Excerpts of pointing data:
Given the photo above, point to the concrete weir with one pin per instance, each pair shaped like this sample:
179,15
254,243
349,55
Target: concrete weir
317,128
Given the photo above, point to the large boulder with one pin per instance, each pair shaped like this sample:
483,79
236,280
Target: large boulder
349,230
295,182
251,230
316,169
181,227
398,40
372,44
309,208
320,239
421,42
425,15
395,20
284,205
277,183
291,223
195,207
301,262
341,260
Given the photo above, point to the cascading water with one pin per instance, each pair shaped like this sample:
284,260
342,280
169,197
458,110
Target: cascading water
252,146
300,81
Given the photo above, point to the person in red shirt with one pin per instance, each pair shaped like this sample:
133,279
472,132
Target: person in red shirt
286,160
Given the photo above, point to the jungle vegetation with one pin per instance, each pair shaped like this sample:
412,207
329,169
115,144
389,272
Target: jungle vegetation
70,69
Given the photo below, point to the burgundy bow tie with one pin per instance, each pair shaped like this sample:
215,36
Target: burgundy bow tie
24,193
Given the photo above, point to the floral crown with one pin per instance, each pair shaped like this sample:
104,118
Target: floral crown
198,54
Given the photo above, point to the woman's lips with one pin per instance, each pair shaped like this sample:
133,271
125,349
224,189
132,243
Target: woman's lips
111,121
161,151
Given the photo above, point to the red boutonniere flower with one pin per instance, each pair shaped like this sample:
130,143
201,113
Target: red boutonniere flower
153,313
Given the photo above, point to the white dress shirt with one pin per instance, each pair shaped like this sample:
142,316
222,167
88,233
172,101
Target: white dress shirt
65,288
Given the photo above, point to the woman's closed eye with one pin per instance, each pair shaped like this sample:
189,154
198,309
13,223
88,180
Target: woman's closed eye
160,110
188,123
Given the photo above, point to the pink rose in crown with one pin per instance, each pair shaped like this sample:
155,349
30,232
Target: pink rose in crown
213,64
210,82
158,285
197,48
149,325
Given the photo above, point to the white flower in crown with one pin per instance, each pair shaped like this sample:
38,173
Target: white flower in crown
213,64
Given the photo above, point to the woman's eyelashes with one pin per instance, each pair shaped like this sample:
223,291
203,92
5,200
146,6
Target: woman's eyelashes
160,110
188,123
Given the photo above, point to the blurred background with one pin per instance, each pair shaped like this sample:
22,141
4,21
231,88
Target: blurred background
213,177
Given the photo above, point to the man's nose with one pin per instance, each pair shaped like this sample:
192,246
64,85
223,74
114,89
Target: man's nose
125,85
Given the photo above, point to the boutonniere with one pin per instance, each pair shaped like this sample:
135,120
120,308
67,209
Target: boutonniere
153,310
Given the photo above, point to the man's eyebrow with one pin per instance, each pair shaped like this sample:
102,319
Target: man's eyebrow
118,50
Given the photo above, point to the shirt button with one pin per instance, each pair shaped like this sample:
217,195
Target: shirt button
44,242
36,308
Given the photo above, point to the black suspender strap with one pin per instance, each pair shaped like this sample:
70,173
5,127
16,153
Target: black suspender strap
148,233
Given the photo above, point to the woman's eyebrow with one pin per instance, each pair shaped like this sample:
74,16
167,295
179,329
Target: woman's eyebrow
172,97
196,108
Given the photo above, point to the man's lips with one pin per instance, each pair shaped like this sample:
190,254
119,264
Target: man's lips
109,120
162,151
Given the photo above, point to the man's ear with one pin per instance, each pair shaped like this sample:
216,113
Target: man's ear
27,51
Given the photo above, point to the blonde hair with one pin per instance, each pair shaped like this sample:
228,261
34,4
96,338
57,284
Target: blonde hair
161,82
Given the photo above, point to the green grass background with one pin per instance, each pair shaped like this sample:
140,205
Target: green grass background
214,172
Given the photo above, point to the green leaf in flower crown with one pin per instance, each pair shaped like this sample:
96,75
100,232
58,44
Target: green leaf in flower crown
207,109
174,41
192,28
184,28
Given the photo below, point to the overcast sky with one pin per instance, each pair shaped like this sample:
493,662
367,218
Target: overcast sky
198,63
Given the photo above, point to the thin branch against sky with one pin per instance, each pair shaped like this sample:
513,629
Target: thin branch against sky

*WHAT YOU NEED TO DO*: Please reproduce the records above, switching "one pin per instance" to "one marker per instance" wherever it occurs and leaving everything else unchanged.

*WRITTEN RESPONSE*:
Given the photo above, point to the concrete weir with one marker per instance, each pair shaped like this sample:
179,15
254,243
349,55
Target: concrete weir
317,128
Given the photo above, point to the large boulder with one marker per instance, each pair shaped like this sample:
483,79
236,280
Target: large boulder
349,230
295,182
251,230
316,169
181,227
398,40
372,44
309,208
320,239
421,42
425,15
395,20
284,205
277,183
291,223
195,207
301,262
341,260
Given the photo above, point to the cascading water with one marker per instance, each pair shaped like this sample:
284,260
342,280
169,197
458,110
Target: cascading water
252,146
300,81
Given the photo above, point to the person in red shirt with one marker per instance, each pair shaped like this sample:
133,279
472,132
Target: person in red shirt
286,160
Given the photo above, point to the jungle vegetation with one marker per instance, each pair shaped like this sample:
412,207
329,169
115,144
389,272
Target: jungle vegetation
70,69
Given the photo below, point to the burgundy bow tie with one marker per instance, each pair shaped like this sample:
215,36
Target: burgundy bow tie
24,193
Given the photo above, point to the floral crown with one marker per instance, each pair shaped like this sample:
104,118
Target: floral crown
198,54
Given the photo above, point to the woman's lips with one marker per instance, each pair shaped like this sample:
133,271
125,349
224,189
132,243
Target: woman's lips
111,121
161,151
Given the photo above, point to the red boutonniere flower with one marker per instance, each pair shaped like this sample:
130,143
201,113
Target: red boutonniere flower
153,313
Given the photo above, point to the white dress shirt with one marker per instance, each pair shaped like this sample:
142,316
222,167
88,233
172,101
Target: white dress shirt
65,288
Given the photo above, point to the woman's closed eye with one marker per instance, each pair shaped like this sample:
189,154
198,309
13,223
88,180
Target: woman's closed eye
160,110
188,123
Given the photo above, point to the pink rose in crown with one marker per instance, each pair shaped like this sample:
155,349
30,232
Target: pink rose in crown
213,64
210,82
158,285
197,48
149,325
Given the photo above, point to the white flower in crown with one marker per instance, each pair shaped like this sample:
38,173
Target: white flower in crown
213,64
Given the photo above, point to the woman's eyelashes with one marker per instance, each pair shaped like this sample:
223,291
203,92
5,200
146,6
Target: woman's eyelashes
160,110
188,123
Given the photo above, point to the blurred background with one marker per instance, each pair shaped like this sample:
22,141
4,21
231,88
Target: blurred background
213,177
Given the photo above, point to the man's nose with one marker per instance, each pair shaped like this sample:
192,246
64,85
223,74
114,89
Target: man's nose
125,85
Given the photo above, point to the boutonniere with one marker per instance, each pair shaped like this sample:
135,120
120,308
67,209
Target: boutonniere
153,310
Given the photo above, point to the man's eyebrow with one marker per instance, each pair shaped like this sample:
102,319
Target: man's eyebrow
118,50
Given the photo above, point to the shirt button with one marker per instance, each pair shaped like this sample:
217,195
Target: shirt button
44,242
36,308
Given the photo above, point to the black suspender strap with one marker per instance, each pair shaped like this sample:
70,173
5,127
16,153
Target: black suspender strap
148,233
Given the photo above, point to the woman's eyebrow with one marker per instance, each pair shaped like this sample:
74,16
167,295
179,329
Target: woman's eyebrow
172,97
196,108
Given the photo above, point to the man's lips with one marker per instance, each pair shaped like this sample:
190,254
119,264
Target: man's lips
109,120
162,151
Given the photo above, point to the man's ear with one marker per instance, each pair shaped like this sample:
216,113
Target: man's ear
27,51
Given the photo above, point to the blonde hair with one marker per instance, each pair shaped like this sample:
228,261
34,4
96,338
57,284
Target: blonde hair
161,82
Given the photo above, point to the green grass background with one marker per instance, each pair shaped like this sample:
140,205
Target: green grass background
214,172
Given the photo above, point to the green leaf in flower crown with one marker per instance, each pair shaped like this sample:
96,75
100,232
58,44
Target: green leaf in flower crown
207,109
174,41
192,28
184,28
Given the photo below, point to the overcast sky with one marker per instance, each pair shaped like this sample:
493,662
367,218
Target: overcast sky
198,63
Given the photo above, point to the thin branch against sky with one marker per instance, each pair shaped like this sample:
513,629
Target: thin branch against sky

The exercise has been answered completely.